**** AVAILABLE RECORDS
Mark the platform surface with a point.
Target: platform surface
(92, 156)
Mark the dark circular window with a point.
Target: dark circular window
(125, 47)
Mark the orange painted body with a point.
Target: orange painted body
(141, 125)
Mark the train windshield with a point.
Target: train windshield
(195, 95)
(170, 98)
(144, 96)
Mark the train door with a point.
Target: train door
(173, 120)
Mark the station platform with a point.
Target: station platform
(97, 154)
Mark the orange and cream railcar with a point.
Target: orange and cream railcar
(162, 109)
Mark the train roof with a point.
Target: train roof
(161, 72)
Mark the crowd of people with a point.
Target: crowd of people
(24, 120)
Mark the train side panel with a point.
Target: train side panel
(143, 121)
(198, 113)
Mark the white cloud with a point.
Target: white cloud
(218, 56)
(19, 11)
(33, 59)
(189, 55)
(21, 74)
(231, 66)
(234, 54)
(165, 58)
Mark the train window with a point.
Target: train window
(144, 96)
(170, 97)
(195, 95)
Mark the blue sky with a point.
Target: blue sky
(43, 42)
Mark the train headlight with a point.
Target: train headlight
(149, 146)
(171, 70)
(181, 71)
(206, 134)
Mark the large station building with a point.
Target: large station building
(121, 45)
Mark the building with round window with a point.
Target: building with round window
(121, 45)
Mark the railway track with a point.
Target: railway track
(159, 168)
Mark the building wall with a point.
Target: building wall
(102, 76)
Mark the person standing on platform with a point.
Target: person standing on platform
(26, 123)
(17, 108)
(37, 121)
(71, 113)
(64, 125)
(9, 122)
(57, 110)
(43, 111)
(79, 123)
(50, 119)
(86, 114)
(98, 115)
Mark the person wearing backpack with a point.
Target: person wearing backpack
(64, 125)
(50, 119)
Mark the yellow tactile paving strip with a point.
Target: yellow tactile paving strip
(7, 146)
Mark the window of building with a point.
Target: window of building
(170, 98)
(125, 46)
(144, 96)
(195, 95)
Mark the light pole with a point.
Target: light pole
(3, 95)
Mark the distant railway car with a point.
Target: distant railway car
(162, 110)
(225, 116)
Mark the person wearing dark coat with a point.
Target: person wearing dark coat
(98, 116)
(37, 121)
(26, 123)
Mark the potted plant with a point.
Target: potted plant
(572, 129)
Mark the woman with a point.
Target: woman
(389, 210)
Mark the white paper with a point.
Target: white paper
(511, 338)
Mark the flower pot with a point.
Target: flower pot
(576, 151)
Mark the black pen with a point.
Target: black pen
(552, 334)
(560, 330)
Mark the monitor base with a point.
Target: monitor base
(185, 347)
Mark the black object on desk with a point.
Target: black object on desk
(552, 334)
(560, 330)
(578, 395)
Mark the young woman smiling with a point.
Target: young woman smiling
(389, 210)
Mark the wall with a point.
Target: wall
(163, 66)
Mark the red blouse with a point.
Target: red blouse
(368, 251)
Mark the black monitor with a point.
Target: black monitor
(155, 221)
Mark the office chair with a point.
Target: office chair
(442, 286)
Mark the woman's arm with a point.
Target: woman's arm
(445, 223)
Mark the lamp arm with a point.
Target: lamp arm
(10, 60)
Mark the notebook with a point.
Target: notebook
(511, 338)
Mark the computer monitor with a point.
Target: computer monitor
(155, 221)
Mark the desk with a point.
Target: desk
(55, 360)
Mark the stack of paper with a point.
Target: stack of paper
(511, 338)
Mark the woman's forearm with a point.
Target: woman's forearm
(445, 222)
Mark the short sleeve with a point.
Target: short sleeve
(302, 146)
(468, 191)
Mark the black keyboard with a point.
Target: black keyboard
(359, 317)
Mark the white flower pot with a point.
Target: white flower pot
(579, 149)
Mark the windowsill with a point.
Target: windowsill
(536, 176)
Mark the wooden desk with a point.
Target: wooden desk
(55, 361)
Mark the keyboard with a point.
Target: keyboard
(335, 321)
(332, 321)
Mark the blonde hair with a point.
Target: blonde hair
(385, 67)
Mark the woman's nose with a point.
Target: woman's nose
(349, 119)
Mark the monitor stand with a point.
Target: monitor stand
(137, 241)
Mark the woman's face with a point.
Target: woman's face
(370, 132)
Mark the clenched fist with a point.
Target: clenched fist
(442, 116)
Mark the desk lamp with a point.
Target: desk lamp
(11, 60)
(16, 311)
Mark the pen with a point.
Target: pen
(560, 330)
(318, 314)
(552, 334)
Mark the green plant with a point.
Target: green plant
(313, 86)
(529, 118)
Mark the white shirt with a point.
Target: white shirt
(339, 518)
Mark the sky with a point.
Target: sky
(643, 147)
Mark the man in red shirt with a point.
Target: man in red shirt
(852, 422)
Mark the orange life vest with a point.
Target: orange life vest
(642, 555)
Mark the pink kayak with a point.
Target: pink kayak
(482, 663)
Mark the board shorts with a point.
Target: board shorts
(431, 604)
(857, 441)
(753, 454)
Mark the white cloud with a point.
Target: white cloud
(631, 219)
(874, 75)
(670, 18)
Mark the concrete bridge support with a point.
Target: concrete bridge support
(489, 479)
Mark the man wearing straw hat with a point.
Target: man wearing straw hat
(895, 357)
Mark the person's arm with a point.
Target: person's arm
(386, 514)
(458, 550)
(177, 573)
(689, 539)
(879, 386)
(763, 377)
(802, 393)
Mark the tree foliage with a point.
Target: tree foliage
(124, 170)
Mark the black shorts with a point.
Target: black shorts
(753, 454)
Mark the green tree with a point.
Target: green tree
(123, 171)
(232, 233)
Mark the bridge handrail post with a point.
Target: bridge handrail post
********
> **EXERCISE**
Print the lines above from the one with "Mark the blue sky with a point." through the one with "Mark the white paper with a point.", both included, exactly as written and nothing more.

> **ANSWER TO THIS PROBLEM**
Mark the blue sky with a point.
Target: blue sky
(43, 42)
Mark the train headlight with a point.
Target: train headlight
(149, 146)
(171, 70)
(181, 71)
(206, 134)
Mark the large station building with a point.
Target: large station building
(121, 45)
Mark the building with round window with a point.
Target: building with round window
(121, 45)
Mark the railway track with a point.
Target: railway track
(159, 168)
Mark the building wall with a point.
Target: building wall
(102, 76)
Mark the person standing on platform with a point.
Target: person standing on platform
(26, 123)
(17, 108)
(37, 121)
(71, 113)
(64, 125)
(9, 122)
(57, 110)
(43, 111)
(79, 123)
(50, 119)
(86, 114)
(98, 115)
Mark the person wearing backpack with a point.
Target: person wearing backpack
(64, 125)
(50, 119)
Mark the yellow tactile paving strip with a point.
Target: yellow tactile paving strip
(7, 146)
Mark the window of building with a point.
Target: window of building
(170, 98)
(125, 46)
(144, 96)
(195, 95)
Mark the light pole with a point.
Target: light pole
(3, 95)
Mark the distant railway car with a point.
Target: distant railway car
(162, 110)
(225, 116)
Mark the person wearing dark coat with a point.
Target: person wearing dark coat
(98, 116)
(37, 121)
(26, 123)
Mark the potted plant with a point.
Target: potted plant
(572, 129)
Mark the woman with a point.
Target: woman
(389, 210)
Mark the white paper with a point.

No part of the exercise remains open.